Stardew Valley review

Stardew Valley encompasses a surprisingly large area and, until you gain the means to travel more quickly via horse, mine-cart or caffeine, each journey must be carefully planned, lest you eat up valuable hours with unnecessary wandering.

In the early-noughties the beloved proprietor of the only shop in my grandmother's South Devon village died unexpectedly. While the villagers mourned, a question loomed: who would sell the eggs, order the newspapers, and chat with the lonely now that he was gone? Soon, a rumour spread: one of the major supermarkets planned to take over the vacated premises. A group of dismayed villagers rallied with an obstructive plan: they would pool their resources, run the shop as an independent business and, with a certain Blitz resolve, hold back the corporate invasion.

It's the kind of sentimentally defiant local English story that dames Maggie Smith and Judy Dench could whimsically play on the big screen with Oscar-baiting performances. And it's also, broadly, the premise of Stardew Valley, 2016's PC hit portrayal of agrarian life which has finally been ported to Nintendo's Switch, hardware to which the game is joyously well-suited.
In Stardew Valley, the corporation threatening the rural life is Joja Mart, whose manager thinks nothing of walking into Pelican Town's shop, run by a bespectacled man called Pierre, wielding a fistful of 50 per cent-off coupons to lure away faithful customers. The temptation to allow Joja, with its slick money, to take over the community is severe. The local railway line is in ruins, the town hall derelict and critter-infested. Pelican Town's mayor admits that, the next time a villager signs up for a Joja loyalty card, he will hand over the once-proud premises to big business. Pelican Town's community, in other words, is making its final stand against commercialisation, principally via a few well-kept herbaceous borders.
You have your own, more immediate problems to deal with, however. One day, while working another grey, repetitive day at Joja Mart's head office, you open a letter from your departed grandfather, correspondence that he instructed you to read only when you were at your wit's end. Anticipating your existential crisis your grandfather, it turns out, left you his farm in Pelican Town. You promptly quit your job and arrive in town to find a cluster of tumbledown buildings, overgrown fields, garbage-choked ponds and a leaky house. So begins the work.

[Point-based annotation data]
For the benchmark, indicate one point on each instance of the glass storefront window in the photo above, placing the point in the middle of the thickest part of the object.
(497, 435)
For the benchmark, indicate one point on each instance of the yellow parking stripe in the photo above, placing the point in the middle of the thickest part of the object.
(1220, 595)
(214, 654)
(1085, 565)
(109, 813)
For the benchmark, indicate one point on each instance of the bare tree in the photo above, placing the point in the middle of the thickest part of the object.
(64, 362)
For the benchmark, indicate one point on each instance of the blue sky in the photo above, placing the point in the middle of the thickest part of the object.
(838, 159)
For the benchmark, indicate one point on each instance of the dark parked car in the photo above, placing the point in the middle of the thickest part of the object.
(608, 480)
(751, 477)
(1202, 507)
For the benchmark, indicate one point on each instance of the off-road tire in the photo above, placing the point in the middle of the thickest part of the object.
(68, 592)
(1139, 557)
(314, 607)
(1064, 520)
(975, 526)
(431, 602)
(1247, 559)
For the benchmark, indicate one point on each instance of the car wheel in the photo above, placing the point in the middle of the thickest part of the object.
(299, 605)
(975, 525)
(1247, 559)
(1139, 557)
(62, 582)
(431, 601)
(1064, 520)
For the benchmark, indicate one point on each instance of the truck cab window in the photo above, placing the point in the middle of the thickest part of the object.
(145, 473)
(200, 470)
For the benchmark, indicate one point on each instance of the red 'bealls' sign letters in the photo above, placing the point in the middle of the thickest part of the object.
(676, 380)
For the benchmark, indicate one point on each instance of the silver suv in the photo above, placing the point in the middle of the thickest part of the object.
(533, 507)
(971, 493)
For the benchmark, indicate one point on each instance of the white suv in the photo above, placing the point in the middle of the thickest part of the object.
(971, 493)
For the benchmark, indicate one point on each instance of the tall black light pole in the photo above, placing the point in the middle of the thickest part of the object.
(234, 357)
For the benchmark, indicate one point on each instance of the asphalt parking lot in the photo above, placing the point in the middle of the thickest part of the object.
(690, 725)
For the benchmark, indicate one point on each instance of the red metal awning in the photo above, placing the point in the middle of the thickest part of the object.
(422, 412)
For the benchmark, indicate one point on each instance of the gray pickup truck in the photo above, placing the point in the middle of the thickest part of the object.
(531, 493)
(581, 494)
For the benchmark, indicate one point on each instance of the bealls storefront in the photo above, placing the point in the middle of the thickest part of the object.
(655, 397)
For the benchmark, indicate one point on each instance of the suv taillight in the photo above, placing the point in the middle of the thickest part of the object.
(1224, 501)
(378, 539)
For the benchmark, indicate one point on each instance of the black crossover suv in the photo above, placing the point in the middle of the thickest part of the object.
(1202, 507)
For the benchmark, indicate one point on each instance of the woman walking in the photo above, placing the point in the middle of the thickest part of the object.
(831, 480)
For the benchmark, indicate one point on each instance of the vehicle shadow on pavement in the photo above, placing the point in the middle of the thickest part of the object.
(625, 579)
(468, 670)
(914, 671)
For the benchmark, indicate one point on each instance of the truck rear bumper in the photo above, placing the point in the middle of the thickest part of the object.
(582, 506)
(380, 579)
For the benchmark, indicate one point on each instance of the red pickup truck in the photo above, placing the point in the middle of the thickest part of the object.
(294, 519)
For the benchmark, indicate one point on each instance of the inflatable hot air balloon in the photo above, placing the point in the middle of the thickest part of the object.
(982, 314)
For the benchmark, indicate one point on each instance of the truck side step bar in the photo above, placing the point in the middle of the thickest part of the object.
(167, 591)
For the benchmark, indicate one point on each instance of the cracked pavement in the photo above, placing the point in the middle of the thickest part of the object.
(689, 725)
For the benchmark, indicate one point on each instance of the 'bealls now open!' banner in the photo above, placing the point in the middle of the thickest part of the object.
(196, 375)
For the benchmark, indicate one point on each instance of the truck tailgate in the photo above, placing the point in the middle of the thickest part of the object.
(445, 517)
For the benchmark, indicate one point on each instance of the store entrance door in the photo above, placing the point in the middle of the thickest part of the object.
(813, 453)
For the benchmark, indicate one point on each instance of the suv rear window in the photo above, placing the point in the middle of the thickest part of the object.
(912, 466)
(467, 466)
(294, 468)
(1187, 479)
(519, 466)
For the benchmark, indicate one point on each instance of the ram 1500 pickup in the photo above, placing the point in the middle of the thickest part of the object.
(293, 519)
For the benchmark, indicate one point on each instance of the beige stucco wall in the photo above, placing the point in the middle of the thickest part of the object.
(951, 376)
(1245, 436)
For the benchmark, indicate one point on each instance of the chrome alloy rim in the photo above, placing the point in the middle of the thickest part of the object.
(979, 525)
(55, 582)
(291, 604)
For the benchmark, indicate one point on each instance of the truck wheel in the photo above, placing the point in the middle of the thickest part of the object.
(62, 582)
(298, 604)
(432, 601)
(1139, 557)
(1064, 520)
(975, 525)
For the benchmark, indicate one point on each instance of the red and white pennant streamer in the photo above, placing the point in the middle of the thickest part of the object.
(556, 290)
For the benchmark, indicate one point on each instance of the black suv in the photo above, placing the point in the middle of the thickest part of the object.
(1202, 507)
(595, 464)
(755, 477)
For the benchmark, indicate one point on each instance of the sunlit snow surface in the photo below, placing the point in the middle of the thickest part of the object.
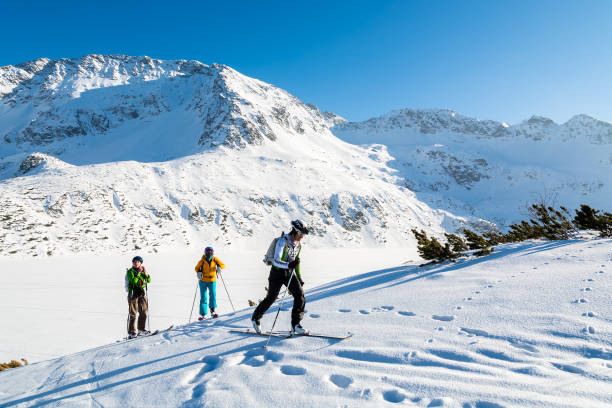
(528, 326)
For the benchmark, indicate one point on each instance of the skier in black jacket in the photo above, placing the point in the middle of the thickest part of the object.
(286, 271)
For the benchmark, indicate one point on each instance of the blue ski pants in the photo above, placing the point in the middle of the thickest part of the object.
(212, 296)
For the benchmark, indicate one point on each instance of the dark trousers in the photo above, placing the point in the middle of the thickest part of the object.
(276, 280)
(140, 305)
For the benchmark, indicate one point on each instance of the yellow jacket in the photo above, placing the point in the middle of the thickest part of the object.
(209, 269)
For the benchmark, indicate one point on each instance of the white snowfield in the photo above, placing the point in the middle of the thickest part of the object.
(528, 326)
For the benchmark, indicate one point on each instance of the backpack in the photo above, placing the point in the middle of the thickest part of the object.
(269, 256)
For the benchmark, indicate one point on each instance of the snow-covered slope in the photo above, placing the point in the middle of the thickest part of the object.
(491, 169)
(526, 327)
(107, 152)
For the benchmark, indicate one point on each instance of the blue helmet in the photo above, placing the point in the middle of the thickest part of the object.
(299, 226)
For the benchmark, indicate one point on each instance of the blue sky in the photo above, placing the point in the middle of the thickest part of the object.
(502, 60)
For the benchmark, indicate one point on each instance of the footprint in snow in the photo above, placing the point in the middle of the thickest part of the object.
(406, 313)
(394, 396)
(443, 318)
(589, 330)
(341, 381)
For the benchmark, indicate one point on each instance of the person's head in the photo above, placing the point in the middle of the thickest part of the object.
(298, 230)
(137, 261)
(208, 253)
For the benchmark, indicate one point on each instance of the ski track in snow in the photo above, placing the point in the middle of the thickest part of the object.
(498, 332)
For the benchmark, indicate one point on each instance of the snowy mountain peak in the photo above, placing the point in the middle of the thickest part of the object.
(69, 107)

*Given instruction A*:
In the Stardew Valley review, who runs the shop in Pelican Town?
*Given instruction B*:
Please resume the Stardew Valley review, carrying it on from its final sentence.

*Output A*:
A bespectacled man called Pierre.

*Output B*:
If, in premise, Stardew Valley risks an overly sentimental portrayal of rural existence, its depiction of the upstart farmer's hard life pulls no punches. Every day you wake at 6am and, for the first month at least, expend your day's limited energy on chopping down trees, smashing rocks and scything weeds in order to clear some land for tilling and planting. Once your energy is depleted (which can happen by lunchtime) you must go to bed for the night or risk total exhaustion, a state that will halve your energy supplies for the following day. The logs, rocks, sap and other tufty resources you collect from this callus-making work can be deposited in a crate next to your house, where they're collected each night in exchange for a few miserable coins.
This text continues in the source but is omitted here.